Find each line in the records below that contains the word "collar" and copy those lines out. Letter case must match.

+++ RECORDS SHOWN +++

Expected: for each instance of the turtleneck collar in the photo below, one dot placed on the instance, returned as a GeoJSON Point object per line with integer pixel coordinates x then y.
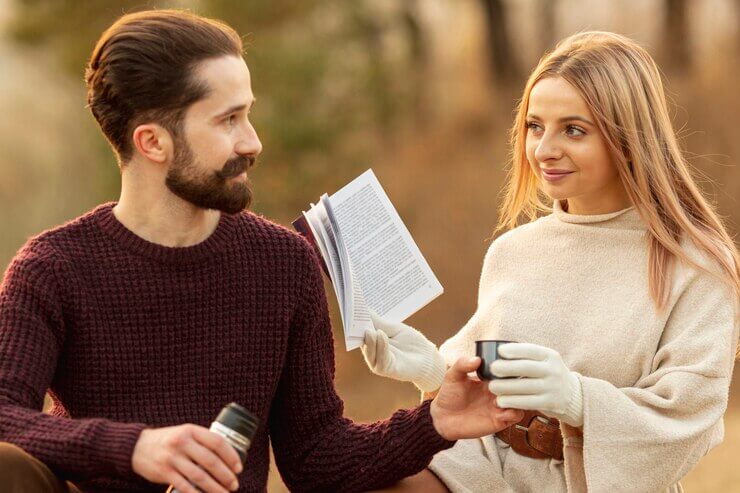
{"type": "Point", "coordinates": [627, 218]}
{"type": "Point", "coordinates": [134, 243]}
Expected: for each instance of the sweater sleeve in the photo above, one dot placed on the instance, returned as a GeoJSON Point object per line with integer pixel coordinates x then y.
{"type": "Point", "coordinates": [648, 436]}
{"type": "Point", "coordinates": [315, 447]}
{"type": "Point", "coordinates": [32, 333]}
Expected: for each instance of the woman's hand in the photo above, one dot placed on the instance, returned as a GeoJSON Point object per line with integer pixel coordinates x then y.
{"type": "Point", "coordinates": [544, 383]}
{"type": "Point", "coordinates": [398, 351]}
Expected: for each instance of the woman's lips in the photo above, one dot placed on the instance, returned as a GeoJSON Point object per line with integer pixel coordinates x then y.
{"type": "Point", "coordinates": [552, 175]}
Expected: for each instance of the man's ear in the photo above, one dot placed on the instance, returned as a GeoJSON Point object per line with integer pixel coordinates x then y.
{"type": "Point", "coordinates": [153, 142]}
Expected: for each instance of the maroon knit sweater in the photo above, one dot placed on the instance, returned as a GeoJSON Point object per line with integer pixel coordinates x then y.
{"type": "Point", "coordinates": [126, 334]}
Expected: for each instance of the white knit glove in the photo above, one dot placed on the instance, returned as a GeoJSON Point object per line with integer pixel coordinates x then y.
{"type": "Point", "coordinates": [398, 351]}
{"type": "Point", "coordinates": [546, 384]}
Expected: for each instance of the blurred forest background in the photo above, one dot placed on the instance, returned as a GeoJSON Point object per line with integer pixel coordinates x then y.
{"type": "Point", "coordinates": [421, 90]}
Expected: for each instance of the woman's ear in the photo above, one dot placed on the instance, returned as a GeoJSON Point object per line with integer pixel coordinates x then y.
{"type": "Point", "coordinates": [153, 142]}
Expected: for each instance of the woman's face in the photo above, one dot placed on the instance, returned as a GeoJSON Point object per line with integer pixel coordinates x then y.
{"type": "Point", "coordinates": [568, 153]}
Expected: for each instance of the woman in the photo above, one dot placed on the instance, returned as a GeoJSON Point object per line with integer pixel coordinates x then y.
{"type": "Point", "coordinates": [623, 300]}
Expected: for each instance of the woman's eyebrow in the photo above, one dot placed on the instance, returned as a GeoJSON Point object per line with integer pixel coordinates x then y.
{"type": "Point", "coordinates": [564, 119]}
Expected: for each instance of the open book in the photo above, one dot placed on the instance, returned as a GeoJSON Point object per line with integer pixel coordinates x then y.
{"type": "Point", "coordinates": [369, 256]}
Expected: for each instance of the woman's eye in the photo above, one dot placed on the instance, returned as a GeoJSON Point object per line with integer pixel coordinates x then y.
{"type": "Point", "coordinates": [533, 126]}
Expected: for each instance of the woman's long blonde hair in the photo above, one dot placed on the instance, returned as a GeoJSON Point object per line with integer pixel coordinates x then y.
{"type": "Point", "coordinates": [622, 86]}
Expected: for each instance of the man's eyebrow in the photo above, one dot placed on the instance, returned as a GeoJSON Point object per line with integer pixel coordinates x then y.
{"type": "Point", "coordinates": [564, 119]}
{"type": "Point", "coordinates": [234, 109]}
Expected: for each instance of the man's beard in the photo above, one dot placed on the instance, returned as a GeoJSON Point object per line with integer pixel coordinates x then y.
{"type": "Point", "coordinates": [209, 189]}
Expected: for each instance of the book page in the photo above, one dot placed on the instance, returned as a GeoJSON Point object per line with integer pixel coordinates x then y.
{"type": "Point", "coordinates": [357, 317]}
{"type": "Point", "coordinates": [318, 221]}
{"type": "Point", "coordinates": [395, 279]}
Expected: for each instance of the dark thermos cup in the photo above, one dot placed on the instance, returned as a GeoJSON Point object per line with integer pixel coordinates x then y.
{"type": "Point", "coordinates": [237, 426]}
{"type": "Point", "coordinates": [487, 351]}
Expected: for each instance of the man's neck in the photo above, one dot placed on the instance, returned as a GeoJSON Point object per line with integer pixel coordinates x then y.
{"type": "Point", "coordinates": [161, 217]}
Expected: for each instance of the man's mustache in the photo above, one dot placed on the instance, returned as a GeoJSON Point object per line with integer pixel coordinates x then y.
{"type": "Point", "coordinates": [235, 167]}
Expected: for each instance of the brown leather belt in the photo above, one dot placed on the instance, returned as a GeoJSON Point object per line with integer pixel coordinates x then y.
{"type": "Point", "coordinates": [536, 436]}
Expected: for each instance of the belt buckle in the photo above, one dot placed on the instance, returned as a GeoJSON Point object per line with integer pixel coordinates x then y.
{"type": "Point", "coordinates": [523, 446]}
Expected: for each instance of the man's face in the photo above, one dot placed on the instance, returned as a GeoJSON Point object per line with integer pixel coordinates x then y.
{"type": "Point", "coordinates": [217, 143]}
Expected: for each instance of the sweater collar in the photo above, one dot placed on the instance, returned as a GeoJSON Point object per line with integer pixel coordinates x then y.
{"type": "Point", "coordinates": [627, 218]}
{"type": "Point", "coordinates": [138, 245]}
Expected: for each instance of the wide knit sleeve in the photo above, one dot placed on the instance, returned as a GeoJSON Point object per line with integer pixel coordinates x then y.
{"type": "Point", "coordinates": [646, 437]}
{"type": "Point", "coordinates": [315, 447]}
{"type": "Point", "coordinates": [32, 334]}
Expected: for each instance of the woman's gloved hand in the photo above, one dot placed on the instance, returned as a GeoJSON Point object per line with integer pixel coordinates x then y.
{"type": "Point", "coordinates": [396, 350]}
{"type": "Point", "coordinates": [545, 383]}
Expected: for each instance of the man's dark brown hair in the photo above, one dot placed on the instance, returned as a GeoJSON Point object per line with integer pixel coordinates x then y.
{"type": "Point", "coordinates": [142, 70]}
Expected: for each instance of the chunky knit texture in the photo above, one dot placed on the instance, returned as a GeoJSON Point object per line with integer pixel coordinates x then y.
{"type": "Point", "coordinates": [654, 384]}
{"type": "Point", "coordinates": [127, 334]}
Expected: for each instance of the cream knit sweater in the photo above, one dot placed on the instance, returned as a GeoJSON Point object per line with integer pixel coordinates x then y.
{"type": "Point", "coordinates": [655, 386]}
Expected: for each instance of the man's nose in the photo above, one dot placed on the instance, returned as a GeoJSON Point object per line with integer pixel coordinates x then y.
{"type": "Point", "coordinates": [249, 142]}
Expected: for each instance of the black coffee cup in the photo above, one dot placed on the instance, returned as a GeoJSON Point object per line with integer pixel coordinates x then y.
{"type": "Point", "coordinates": [487, 351]}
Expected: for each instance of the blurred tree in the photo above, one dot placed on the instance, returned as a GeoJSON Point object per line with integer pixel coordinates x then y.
{"type": "Point", "coordinates": [676, 36]}
{"type": "Point", "coordinates": [503, 63]}
{"type": "Point", "coordinates": [547, 27]}
{"type": "Point", "coordinates": [332, 78]}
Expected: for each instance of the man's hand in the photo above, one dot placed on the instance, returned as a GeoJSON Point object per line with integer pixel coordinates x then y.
{"type": "Point", "coordinates": [184, 456]}
{"type": "Point", "coordinates": [465, 408]}
{"type": "Point", "coordinates": [399, 351]}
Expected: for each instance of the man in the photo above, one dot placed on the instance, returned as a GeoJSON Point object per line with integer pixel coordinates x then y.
{"type": "Point", "coordinates": [157, 310]}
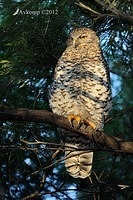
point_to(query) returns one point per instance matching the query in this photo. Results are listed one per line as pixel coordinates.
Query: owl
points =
(81, 92)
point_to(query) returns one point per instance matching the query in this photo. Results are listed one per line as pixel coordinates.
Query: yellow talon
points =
(90, 123)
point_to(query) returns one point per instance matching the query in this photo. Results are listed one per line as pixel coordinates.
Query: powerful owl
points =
(81, 91)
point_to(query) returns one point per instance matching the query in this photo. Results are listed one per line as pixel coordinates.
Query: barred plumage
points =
(81, 88)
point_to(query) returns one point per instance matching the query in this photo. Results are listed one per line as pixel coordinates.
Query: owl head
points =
(80, 36)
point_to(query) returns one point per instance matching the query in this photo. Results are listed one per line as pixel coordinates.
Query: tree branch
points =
(114, 12)
(43, 116)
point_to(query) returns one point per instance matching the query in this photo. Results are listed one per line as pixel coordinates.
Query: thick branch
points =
(114, 12)
(43, 116)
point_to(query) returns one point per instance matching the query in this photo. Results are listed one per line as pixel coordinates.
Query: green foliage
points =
(31, 43)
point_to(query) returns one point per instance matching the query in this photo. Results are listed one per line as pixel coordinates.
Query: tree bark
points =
(43, 116)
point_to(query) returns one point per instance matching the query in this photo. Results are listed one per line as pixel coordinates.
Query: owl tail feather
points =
(78, 160)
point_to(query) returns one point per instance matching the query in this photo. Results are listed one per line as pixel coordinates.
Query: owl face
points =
(82, 36)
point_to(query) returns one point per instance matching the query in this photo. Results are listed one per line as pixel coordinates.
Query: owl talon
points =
(90, 123)
(74, 118)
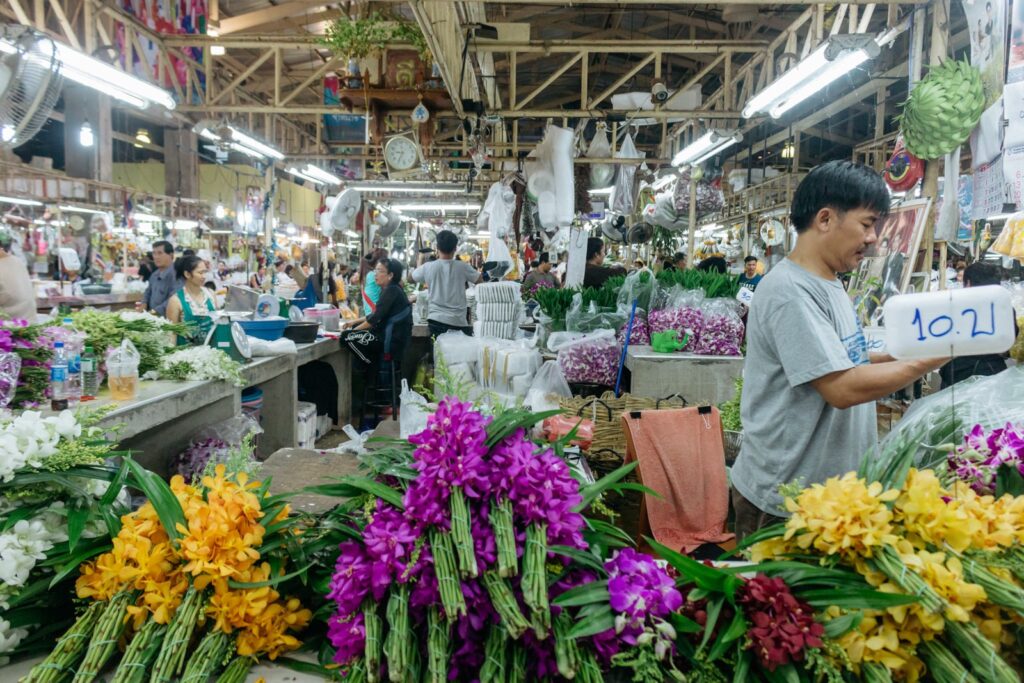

+++

**COMPLETE ANSWER**
Expected: for each instance of the turtleneck collar in the photo below, one dot placed on the instance, returned as a GeoJSON Point object per line with integer pixel coordinates x then y.
Expected: for each instance of the sweater collar in the photo above, one dot placed on the instance, returned as a GeoJSON Point object per line with integer pixel coordinates x then y.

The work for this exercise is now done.